YOUR TASKS>
(1) Can you return the passage from the essay on depression, starting with "As I graduated" and going on through "that sounded dark.)"?
(2) Answer these questions about the essay on depression:
(a) Where did the writer spend hours alone listening to music?
(b) What did the writer never confide in anyone about?
(c) What did the writer's best friend give approval or disapproval on?
(3) Could you extend the essay on depression, picking up after its final paragraph?

TEXT EXCERPT>
[Begin]

Rising Above my Darkest Moment

Reflecting back to where I began to lose myself, it looks like any other awkward teenage existence. But it was different. I was depressed and lived day by day, pretending that everything was fine. I would spend hours alone in my room listening to music, inventing an alter ego if you will. I would imagine a different life, that I was a different person and I would invent this persona down to the very finest detail. And there I would “live” until it was time to go to work, eat dinner, or I just left my room for some other reason.

That’s where I was my happiest, when I was pretending to be someone else. Sad, I know but that was my happy place, where I didn’t have depression. Don’t misunderstand me, I did have friends, but they weren’t interested in me, not really. They were there to hang out or whatever, but I NEVER confided in anyone about my depression or my desire to be someone else. Really I just wanted someone to notice me, to take an interest in my life, however, I hadn’t done that for anyone else. So what did I expect?

As I graduated from High School, my friends list got smaller but they were good friends. There were a couple that I really loved and still do, even though we have lost touch. One of them was a guy (no we were never romantic) and he was my very best friend. As we got older he would give his approval/disapproval on who I dated, but only when I pressed him to be honest. He really took an interest in my life and I his. He was very special to me and part of the reason I am still here today. (Yes, I know that sounded dark.)

[End]

Object detection data:
[Begin]

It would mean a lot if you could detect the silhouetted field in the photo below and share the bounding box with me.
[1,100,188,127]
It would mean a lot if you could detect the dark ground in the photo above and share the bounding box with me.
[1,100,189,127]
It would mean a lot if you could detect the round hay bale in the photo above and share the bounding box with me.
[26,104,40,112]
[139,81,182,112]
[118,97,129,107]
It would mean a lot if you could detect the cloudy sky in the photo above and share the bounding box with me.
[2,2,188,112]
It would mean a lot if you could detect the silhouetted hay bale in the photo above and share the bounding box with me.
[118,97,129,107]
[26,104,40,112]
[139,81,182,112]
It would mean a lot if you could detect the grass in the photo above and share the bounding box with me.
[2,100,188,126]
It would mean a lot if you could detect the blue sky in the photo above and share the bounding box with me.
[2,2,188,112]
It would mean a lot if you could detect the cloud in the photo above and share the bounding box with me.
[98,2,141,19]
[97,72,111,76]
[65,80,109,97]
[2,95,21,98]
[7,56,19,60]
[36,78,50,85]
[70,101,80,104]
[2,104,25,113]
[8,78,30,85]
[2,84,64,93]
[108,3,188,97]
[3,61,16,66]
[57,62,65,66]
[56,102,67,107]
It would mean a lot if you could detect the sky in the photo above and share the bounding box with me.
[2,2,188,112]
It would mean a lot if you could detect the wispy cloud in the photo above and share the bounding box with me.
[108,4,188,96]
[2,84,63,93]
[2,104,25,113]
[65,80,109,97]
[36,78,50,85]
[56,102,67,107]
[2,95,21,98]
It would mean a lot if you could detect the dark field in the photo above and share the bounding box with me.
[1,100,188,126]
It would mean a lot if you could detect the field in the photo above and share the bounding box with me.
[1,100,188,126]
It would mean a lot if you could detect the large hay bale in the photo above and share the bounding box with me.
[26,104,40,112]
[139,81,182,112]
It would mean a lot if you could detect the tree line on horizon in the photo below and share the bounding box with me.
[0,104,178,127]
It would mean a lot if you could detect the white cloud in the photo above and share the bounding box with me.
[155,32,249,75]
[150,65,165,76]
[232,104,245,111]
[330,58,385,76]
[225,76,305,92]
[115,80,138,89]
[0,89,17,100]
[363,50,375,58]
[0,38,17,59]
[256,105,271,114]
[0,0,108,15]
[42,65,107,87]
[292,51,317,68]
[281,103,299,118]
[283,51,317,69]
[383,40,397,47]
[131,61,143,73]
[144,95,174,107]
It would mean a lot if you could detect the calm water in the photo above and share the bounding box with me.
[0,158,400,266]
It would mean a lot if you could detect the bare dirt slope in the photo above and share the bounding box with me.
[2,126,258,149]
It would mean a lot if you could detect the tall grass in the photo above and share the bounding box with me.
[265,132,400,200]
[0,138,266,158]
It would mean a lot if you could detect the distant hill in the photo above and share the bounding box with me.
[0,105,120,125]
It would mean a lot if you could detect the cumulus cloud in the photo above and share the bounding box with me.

[End]

RESULTS FOR THE EXERCISE>
(1)
As I graduated from High School, my friends list got smaller but they were good friends. There were a couple that I really loved and still do, even though we have lost touch. One of them was a guy (no we were never romantic) and he was my very best friend. As we got older he would give his approval/disapproval on who I dated, but only when I pressed him to be honest. He really took an interest in my life and I his. He was very special to me and part of the reason I am still here today. (Yes, I know that sounded dark.)

(2)
(a) In the writer's room.
(b) The depression and the desire to be someone else.
(c) Who the writer dated.

(3)
There was a very real darkness in my life at one point. I sat on my bed and dumped a bottle of pills on the blanket. I sat and looked at them and believed that I wouldn’t be sad anymore and no one else would really be affected if I swallowed them all. I really believed that. The adversary and his darkness had tricked me into believing I would be better off. However, God had plans for me and His power is much much greater. I thought about my friend and knew he would be hurt, but he would be okay I knew he would (wouldn’t he?) Then….I had a clear picture in my mind. My mom would be the one to find me, and it would be devastating. I just could NOT do that to her. I could not hurt her that way.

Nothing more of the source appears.